*** INFORMATION SHOWN

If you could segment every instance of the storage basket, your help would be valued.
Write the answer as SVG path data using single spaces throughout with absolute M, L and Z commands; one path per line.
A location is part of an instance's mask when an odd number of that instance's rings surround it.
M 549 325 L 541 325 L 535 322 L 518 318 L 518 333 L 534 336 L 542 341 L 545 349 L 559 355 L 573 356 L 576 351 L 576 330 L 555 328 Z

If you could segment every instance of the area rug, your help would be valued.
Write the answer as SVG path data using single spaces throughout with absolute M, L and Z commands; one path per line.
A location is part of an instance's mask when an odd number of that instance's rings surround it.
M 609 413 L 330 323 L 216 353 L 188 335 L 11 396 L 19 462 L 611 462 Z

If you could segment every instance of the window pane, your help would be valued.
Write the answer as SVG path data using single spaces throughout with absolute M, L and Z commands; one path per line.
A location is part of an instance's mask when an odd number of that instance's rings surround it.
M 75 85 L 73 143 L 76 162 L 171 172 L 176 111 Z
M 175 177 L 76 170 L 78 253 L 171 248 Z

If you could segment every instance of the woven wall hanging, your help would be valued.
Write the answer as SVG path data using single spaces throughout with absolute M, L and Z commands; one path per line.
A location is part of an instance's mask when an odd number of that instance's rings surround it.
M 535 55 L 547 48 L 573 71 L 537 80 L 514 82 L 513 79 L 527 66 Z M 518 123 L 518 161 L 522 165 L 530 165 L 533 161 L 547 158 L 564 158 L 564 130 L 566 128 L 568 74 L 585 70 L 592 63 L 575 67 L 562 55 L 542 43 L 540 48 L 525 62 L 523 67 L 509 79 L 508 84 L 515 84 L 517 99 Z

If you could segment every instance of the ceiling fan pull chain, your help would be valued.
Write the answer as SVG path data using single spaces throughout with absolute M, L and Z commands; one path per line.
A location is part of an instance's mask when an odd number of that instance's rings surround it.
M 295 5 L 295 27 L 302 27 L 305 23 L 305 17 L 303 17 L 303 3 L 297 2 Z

******

- **WRITTEN INSTRUCTION**: Put the lines of the records from the line containing "If you could segment every instance of the area" up to and including the line containing "M 609 413 L" into a numbered list, leaving out any blank lines. Include only those lines.

- **RESULT OF THE TASK**:
1. If you could segment every instance of the area rug, your help would be valued.
2. Write the answer as SVG path data using single spaces throughout with absolute M, L and Z commands; one path per line.
3. A location is part of an instance's mask when an odd number of that instance's rings surround it.
4. M 609 413 L 330 323 L 216 353 L 188 335 L 11 396 L 19 462 L 611 462 Z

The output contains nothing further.